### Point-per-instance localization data

┌──

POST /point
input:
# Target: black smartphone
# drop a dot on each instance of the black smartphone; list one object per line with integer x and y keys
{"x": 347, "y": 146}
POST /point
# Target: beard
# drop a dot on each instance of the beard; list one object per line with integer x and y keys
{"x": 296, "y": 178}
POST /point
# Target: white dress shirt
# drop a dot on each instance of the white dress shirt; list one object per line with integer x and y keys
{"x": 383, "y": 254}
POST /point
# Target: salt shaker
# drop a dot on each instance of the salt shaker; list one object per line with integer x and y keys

└──

### Assignment
Set down each entry exactly as it appears above.

### Output of the exercise
POST /point
input:
# Target: black smartphone
# drop a dot on each instance of the black smartphone; list one object per line with integer x and y keys
{"x": 347, "y": 146}
POST /point
# Target: beard
# drop a dot on each instance of the beard; list one object per line with integer x and y keys
{"x": 296, "y": 178}
POST /point
# Target: white dress shirt
# drop a dot on each instance of the white dress shirt; list one object per line with integer x and y keys
{"x": 383, "y": 254}
POST /point
# Target: salt shaker
# drop a dot on each instance of the salt shaker; list one object per line with integer x and y keys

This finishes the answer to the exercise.